Exercise details: Transcribe the records that follow, keeping every word as it stands.

Records shown:

——

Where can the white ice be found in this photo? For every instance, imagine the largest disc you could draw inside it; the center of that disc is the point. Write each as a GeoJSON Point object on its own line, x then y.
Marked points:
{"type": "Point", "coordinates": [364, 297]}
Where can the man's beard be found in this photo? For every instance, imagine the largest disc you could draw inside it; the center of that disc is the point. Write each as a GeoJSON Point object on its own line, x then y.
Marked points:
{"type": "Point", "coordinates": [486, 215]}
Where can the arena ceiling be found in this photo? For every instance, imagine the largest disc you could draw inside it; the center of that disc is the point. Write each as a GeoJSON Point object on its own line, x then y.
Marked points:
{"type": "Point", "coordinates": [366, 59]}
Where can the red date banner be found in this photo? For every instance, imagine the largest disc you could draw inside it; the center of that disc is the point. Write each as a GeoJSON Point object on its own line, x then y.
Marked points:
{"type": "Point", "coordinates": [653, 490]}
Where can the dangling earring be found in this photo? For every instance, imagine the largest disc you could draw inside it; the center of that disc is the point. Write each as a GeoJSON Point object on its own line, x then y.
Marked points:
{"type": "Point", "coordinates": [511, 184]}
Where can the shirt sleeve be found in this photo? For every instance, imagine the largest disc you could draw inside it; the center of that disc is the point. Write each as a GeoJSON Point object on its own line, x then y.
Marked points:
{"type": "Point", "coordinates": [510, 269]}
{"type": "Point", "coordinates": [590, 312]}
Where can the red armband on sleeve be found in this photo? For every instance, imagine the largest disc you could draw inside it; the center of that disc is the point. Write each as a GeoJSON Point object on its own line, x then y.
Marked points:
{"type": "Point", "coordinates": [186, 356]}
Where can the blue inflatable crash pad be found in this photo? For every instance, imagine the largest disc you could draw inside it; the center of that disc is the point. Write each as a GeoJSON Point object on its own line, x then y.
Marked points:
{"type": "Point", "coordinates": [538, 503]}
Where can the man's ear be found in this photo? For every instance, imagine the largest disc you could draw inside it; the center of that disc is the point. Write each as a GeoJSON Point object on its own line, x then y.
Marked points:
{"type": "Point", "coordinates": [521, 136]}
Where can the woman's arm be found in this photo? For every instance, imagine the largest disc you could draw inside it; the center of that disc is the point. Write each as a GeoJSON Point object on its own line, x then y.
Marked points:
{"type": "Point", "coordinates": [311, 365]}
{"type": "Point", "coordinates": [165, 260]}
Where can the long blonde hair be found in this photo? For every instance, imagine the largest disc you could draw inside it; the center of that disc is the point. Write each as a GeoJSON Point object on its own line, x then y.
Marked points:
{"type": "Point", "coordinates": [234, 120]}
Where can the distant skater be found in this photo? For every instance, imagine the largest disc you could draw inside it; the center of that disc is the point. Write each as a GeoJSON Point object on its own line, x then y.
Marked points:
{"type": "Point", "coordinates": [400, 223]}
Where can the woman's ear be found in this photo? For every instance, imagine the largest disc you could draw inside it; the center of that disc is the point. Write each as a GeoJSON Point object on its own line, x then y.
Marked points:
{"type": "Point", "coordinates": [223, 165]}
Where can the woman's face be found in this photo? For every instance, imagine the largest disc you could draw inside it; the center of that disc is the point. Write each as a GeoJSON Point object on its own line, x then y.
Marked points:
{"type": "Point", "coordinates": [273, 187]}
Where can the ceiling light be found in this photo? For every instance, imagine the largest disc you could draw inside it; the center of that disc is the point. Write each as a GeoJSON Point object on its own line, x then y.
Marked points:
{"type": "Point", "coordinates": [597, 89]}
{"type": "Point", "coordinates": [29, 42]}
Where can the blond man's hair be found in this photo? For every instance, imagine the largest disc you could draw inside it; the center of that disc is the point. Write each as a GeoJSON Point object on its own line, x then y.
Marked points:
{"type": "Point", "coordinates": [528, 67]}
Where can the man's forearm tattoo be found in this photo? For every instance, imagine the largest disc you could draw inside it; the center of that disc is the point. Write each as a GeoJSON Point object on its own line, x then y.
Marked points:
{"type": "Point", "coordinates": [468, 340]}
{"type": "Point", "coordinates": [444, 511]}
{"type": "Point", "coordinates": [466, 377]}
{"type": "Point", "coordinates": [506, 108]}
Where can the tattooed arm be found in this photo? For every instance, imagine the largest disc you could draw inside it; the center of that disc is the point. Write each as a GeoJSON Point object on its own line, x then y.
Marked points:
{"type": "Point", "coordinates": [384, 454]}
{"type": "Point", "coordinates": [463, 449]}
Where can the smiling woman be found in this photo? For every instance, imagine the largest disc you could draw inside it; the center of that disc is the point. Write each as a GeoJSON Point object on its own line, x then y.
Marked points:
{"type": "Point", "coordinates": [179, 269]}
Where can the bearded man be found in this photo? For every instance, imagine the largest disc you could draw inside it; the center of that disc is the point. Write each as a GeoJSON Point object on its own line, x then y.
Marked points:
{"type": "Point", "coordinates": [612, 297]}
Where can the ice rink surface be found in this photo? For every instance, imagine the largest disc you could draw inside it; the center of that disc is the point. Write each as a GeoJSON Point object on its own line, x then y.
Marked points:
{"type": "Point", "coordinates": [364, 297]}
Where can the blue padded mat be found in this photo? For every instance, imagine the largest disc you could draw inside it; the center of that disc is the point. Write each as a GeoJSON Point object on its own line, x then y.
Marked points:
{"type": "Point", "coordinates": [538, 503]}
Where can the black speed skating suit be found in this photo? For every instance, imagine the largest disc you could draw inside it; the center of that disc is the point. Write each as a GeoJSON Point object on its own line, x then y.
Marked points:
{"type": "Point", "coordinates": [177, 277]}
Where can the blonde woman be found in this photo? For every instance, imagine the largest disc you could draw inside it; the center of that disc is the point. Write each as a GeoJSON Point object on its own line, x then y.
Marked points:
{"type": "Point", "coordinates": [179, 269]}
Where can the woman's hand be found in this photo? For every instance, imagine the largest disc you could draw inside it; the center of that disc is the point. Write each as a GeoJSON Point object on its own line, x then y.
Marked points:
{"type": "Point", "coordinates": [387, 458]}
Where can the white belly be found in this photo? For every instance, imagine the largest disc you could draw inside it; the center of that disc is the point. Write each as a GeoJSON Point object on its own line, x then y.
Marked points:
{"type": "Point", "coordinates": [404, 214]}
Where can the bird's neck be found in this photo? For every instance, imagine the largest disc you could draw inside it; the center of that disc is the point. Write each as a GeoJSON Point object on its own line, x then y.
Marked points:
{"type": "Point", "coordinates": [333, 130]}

——

Answer below:
Where can the white ice be found in this photo? For every instance, imagine the largest disc you could draw inside it; the center of that disc is the point. Write each as a GeoJSON Point object on its own line, x then y.
Marked points:
{"type": "Point", "coordinates": [364, 297]}
Where can the man's beard be found in this photo? For every instance, imagine the largest disc you could draw inside it; the center of that disc is the point. Write each as a GeoJSON Point object on its own line, x then y.
Marked points:
{"type": "Point", "coordinates": [486, 215]}
Where can the arena ceiling be found in this photo? For every instance, imagine the largest disc you could draw inside it; the center of that disc is the point. Write each as a GeoJSON Point object on its own line, x then y.
Marked points:
{"type": "Point", "coordinates": [366, 59]}
Where can the red date banner be found in this photo? For every instance, imagine the largest disc you could draw inside it; the center of that disc is the point. Write each as a GeoJSON Point object on its own line, x then y.
Marked points:
{"type": "Point", "coordinates": [653, 490]}
Where can the dangling earring be found in this photo? For every instance, imagine the largest disc you could draw inside it; the center of that disc is the point. Write each as a GeoJSON Point object on its own line, x then y.
Marked points:
{"type": "Point", "coordinates": [511, 184]}
Where can the shirt sleeve be found in this photo? For every instance, imagine the largest disc you could draw inside it; the center of that disc is the point. Write each as a GeoJSON Point object on its own line, x then y.
Marked points:
{"type": "Point", "coordinates": [510, 269]}
{"type": "Point", "coordinates": [590, 312]}
Where can the red armband on sleeve be found in this photo? For every instance, imagine the largest disc you could draw inside it; the center of that disc is the point. Write each as a GeoJSON Point object on its own line, x then y.
Marked points:
{"type": "Point", "coordinates": [186, 356]}
Where can the blue inflatable crash pad be found in this photo? For every instance, imagine the largest disc you could draw inside it; the center of that disc is the point. Write each as a GeoJSON Point object on its own line, x then y.
Marked points:
{"type": "Point", "coordinates": [538, 503]}
Where can the man's ear be found in this photo? For every instance, imagine the largest disc you could draw inside it; the center of that disc is the point. Write each as a GeoJSON Point object on its own line, x then y.
Marked points:
{"type": "Point", "coordinates": [521, 136]}
Where can the woman's arm be found in this photo? For every instance, imagine the largest disc you could draw inside it; the center of that disc is the point. Write each as a GeoJSON Point object on its own line, x then y.
Marked points:
{"type": "Point", "coordinates": [311, 365]}
{"type": "Point", "coordinates": [165, 260]}
Where can the long blonde hair be found in this photo? For every instance, imagine the largest disc you could draw inside it; the center of that disc is the point. Write each as a GeoJSON Point object on its own line, x then y.
Marked points:
{"type": "Point", "coordinates": [234, 120]}
Where can the distant skater be found in this photo? For every instance, imagine the largest disc you could draw inside it; the center of that disc is the point. Write each as a GeoJSON Point object on its own line, x then y.
Marked points:
{"type": "Point", "coordinates": [400, 223]}
Where can the woman's ear be found in this photo? For every instance, imagine the largest disc you could draw inside it; the center of that disc is the point. Write each as a GeoJSON Point object on its own line, x then y.
Marked points:
{"type": "Point", "coordinates": [223, 165]}
Where can the woman's face be found in this photo? For every instance, imagine the largest disc you could draw inside it; the center of that disc is the point. Write each as a GeoJSON Point object on its own line, x then y.
Marked points:
{"type": "Point", "coordinates": [273, 187]}
Where can the ceiling light be found in this photo? For every instance, imagine the largest disc you could draw inside it; the center of that disc is the point. Write each as a GeoJSON Point object on its own line, x then y.
Marked points:
{"type": "Point", "coordinates": [597, 89]}
{"type": "Point", "coordinates": [29, 42]}
Where can the blond man's hair be found in this photo? For every instance, imagine the largest disc you could draw inside it; the center of that disc is the point. Write each as a GeoJSON Point object on its own line, x then y.
Marked points:
{"type": "Point", "coordinates": [528, 67]}
Where can the man's forearm tattoo be found in this photo? For every instance, imagine the largest disc you could draw inside it; the center of that disc is the point. Write each as a GeoJSON Point object on its own line, x then y.
Marked points:
{"type": "Point", "coordinates": [468, 340]}
{"type": "Point", "coordinates": [444, 511]}
{"type": "Point", "coordinates": [466, 377]}
{"type": "Point", "coordinates": [506, 108]}
Where can the tattooed arm be found in this photo? For every instance, imagine the largest disc you could draw inside it; the center of that disc is the point. Write each as a GeoJSON Point object on its own line, x then y.
Marked points:
{"type": "Point", "coordinates": [384, 454]}
{"type": "Point", "coordinates": [463, 449]}
Where can the smiling woman be found in this photo? For every instance, imagine the largest disc you could draw inside it; the center of that disc is the point. Write each as a GeoJSON Point object on its own line, x then y.
Marked points:
{"type": "Point", "coordinates": [179, 269]}
Where can the bearded man be found in this photo? For every instance, imagine the largest disc you could draw inside it; the center of that disc is the point. Write each as a GeoJSON Point object on its own line, x then y.
Marked points:
{"type": "Point", "coordinates": [612, 297]}
Where can the ice rink surface be found in this photo? For every instance, imagine the largest disc you could draw inside it; the center of that disc is the point. Write each as a GeoJSON Point object on its own line, x then y.
Marked points:
{"type": "Point", "coordinates": [364, 297]}
Where can the blue padded mat be found in this photo? For every instance, imagine the largest disc you could draw inside it; the center of that disc is the point. Write each as a GeoJSON Point object on its own line, x then y.
Marked points:
{"type": "Point", "coordinates": [538, 503]}
Where can the black speed skating suit be found in this photo? For every instance, imagine the largest disc you could draw inside it; the center of that disc is the point. Write each as a GeoJSON Point object on its own line, x then y.
Marked points:
{"type": "Point", "coordinates": [177, 277]}
Where can the blonde woman be found in this photo? For every instance, imagine the largest disc you could draw inside it; the center of that disc is the point. Write each as a GeoJSON Point object on its own line, x then y.
Marked points:
{"type": "Point", "coordinates": [179, 269]}
Where can the woman's hand be found in this photo? For every instance, imagine the largest disc you could draw inside it; the center of that disc is the point. Write each as a GeoJSON Point object on its own line, x then y.
Marked points:
{"type": "Point", "coordinates": [387, 458]}
Where can the white belly be found in this photo? For every instance, imagine the largest disc you could draw inside it; the center of that disc is the point. Write each as a GeoJSON Point object on its own line, x then y.
Marked points:
{"type": "Point", "coordinates": [404, 214]}
Where can the bird's neck be found in this photo? For every instance, imagine the largest disc you could draw inside it; the center of that disc is the point. Write each as a GeoJSON Point object on its own line, x then y.
Marked points:
{"type": "Point", "coordinates": [333, 130]}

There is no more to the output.